OBJECTIVE ▸
Could you rewrite the stretch of lines from the one containing "Can you see the girl writing" through the one containing "column 297, row 299", swapping "Drop" for "Place" and leaving everything else as it is?

RECORDS PROVIDED ▸
• • • • • • •
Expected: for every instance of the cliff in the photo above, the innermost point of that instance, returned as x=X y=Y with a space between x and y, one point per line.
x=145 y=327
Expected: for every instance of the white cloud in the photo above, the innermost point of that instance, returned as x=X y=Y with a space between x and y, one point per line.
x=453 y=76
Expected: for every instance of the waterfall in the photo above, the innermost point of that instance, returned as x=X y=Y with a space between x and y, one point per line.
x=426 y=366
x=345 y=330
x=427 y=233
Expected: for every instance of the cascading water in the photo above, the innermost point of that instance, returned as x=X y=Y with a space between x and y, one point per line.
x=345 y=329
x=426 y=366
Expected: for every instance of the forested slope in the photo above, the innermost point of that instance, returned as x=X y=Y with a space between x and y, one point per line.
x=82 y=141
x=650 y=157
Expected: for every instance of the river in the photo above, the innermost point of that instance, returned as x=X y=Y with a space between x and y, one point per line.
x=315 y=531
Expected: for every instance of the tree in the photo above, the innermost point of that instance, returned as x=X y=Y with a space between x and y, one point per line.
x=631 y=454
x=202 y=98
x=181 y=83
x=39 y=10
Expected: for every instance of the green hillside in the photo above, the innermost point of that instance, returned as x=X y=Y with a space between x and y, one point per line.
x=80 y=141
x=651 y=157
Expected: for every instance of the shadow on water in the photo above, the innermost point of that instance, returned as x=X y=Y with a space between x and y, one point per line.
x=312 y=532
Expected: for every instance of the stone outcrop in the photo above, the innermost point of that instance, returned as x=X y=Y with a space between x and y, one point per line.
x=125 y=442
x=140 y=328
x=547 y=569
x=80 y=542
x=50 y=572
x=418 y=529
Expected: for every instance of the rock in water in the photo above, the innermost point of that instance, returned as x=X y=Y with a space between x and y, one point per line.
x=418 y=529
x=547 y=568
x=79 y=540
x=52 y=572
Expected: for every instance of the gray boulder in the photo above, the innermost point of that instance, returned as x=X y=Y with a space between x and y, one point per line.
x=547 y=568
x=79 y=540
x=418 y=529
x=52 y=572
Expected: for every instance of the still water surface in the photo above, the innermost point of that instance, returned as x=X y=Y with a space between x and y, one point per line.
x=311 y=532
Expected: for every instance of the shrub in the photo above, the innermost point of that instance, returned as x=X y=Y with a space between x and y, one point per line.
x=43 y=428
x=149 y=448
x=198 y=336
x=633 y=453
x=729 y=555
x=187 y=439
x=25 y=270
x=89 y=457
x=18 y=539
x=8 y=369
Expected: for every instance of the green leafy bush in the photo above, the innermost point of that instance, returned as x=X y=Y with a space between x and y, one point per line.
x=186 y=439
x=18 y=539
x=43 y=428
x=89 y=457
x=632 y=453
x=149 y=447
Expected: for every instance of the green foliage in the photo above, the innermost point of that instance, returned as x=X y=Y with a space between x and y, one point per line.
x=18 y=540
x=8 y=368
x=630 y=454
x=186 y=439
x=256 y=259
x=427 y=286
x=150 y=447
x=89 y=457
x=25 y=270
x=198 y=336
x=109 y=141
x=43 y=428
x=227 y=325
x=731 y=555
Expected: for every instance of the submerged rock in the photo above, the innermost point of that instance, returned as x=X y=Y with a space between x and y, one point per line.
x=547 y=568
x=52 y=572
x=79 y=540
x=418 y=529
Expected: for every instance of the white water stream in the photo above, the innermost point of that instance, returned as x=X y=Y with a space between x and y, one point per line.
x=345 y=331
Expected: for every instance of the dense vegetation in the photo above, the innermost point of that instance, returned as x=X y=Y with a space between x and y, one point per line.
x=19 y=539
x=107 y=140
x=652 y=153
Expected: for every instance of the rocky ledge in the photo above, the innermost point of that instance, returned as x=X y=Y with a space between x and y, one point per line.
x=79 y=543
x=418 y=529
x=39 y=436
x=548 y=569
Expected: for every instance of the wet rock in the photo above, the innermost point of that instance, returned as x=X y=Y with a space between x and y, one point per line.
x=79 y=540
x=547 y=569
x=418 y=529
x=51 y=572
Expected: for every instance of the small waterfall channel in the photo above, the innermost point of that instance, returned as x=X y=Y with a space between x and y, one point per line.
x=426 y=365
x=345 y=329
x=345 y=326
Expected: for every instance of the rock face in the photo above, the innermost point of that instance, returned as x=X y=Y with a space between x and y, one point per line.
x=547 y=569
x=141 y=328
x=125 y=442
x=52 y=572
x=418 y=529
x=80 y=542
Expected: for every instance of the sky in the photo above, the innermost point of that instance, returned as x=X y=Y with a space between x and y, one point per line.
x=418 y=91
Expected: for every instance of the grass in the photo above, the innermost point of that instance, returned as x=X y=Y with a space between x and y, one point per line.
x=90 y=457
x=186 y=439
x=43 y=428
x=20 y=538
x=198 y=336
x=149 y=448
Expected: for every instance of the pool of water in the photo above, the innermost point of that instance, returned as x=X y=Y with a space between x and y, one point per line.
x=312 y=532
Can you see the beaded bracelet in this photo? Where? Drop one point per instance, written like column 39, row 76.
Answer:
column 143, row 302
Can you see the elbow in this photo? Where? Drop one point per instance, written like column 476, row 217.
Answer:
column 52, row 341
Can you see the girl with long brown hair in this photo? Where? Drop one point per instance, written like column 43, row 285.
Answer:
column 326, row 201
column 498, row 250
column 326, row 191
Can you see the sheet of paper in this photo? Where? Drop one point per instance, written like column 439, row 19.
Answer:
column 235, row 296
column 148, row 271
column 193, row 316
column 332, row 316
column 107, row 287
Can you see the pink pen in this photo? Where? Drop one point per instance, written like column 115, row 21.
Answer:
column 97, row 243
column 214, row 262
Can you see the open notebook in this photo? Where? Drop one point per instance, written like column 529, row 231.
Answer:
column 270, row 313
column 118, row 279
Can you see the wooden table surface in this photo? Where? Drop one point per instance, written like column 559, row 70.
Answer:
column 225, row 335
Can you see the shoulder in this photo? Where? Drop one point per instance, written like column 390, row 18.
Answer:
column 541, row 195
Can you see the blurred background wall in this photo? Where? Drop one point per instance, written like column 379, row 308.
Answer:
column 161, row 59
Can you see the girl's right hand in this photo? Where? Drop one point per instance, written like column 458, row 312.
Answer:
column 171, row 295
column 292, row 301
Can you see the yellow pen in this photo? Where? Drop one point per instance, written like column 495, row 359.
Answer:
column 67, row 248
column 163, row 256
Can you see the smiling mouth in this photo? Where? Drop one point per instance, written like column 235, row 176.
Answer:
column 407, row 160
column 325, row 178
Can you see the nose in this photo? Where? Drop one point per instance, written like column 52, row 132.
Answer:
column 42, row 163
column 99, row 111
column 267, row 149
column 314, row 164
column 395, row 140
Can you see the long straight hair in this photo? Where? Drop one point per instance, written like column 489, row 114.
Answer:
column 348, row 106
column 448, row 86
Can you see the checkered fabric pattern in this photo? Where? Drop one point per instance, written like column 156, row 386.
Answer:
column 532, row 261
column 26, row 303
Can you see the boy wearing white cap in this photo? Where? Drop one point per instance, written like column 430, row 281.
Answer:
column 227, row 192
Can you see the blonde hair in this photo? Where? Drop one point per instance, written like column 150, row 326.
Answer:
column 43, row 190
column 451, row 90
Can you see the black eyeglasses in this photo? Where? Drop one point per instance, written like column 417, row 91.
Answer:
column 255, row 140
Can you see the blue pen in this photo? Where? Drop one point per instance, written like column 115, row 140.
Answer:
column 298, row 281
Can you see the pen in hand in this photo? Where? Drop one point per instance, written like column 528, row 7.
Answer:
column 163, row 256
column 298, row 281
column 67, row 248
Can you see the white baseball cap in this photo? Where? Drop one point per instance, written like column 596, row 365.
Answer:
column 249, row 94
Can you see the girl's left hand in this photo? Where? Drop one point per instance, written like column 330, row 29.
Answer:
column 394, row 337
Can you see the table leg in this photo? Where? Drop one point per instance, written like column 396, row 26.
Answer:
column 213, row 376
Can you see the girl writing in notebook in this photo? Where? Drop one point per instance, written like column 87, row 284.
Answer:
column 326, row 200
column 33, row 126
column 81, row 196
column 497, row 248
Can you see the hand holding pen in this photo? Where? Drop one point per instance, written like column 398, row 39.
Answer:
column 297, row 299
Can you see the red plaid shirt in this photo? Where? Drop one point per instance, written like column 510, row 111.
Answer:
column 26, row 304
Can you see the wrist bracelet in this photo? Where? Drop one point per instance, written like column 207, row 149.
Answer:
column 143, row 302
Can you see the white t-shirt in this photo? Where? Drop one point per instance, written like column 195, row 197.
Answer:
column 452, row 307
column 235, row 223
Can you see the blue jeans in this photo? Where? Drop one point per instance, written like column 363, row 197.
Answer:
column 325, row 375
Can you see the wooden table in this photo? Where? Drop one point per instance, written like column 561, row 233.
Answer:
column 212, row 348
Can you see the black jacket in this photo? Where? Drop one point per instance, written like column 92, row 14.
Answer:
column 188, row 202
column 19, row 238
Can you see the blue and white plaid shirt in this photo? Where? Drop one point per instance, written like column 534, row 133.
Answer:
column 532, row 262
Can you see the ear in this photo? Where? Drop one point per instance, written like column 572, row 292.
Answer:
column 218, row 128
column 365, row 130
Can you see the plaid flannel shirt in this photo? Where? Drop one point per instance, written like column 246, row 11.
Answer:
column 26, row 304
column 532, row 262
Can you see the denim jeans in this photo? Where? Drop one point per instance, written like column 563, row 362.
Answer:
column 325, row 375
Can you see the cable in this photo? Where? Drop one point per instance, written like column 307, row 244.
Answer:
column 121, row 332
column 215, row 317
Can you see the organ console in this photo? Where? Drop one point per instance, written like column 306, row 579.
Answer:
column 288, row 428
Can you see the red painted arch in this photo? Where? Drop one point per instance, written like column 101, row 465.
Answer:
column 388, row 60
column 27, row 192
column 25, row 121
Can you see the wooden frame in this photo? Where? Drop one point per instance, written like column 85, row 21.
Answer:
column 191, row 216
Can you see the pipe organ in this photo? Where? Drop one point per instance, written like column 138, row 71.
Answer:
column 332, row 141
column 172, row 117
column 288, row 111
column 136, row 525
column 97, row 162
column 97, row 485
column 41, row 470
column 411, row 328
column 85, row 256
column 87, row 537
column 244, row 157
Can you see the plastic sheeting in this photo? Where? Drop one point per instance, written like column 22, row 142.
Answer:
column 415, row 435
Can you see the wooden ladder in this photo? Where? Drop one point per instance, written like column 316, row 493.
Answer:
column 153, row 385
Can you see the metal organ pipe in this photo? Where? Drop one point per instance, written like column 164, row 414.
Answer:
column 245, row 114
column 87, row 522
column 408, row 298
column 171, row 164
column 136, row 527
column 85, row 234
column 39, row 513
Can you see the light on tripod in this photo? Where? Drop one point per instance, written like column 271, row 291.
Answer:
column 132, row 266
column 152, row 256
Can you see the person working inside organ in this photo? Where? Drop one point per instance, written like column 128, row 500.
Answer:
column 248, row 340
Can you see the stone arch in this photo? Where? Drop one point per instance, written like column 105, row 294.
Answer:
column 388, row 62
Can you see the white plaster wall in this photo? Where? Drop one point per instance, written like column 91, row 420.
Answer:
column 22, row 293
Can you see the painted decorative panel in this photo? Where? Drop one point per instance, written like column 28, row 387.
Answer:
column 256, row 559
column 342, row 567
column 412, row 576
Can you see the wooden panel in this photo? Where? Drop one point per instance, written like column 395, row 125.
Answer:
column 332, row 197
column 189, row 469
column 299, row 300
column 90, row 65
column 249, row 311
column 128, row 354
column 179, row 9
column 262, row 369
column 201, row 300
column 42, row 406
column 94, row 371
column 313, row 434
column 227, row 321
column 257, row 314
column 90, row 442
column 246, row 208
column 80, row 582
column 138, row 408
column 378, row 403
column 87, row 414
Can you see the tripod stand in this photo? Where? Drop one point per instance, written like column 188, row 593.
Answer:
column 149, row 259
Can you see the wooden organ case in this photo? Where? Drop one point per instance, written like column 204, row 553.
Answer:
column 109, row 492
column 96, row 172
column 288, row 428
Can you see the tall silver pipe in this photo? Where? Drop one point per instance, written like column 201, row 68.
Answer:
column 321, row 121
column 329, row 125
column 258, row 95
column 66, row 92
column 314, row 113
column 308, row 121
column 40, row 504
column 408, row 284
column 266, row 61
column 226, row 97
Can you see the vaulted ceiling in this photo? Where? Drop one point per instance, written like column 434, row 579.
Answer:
• • • • • • •
ANSWER FOR THE TASK ▸
Can you see the girl writing in notebook in this photo? Where? Place one point per instance, written like column 87, row 284.
Answer:
column 326, row 200
column 33, row 126
column 81, row 196
column 497, row 248
Can you see the hand holding pen in this photo? Where? Place one point per instance, written like column 398, row 39.
Answer:
column 297, row 299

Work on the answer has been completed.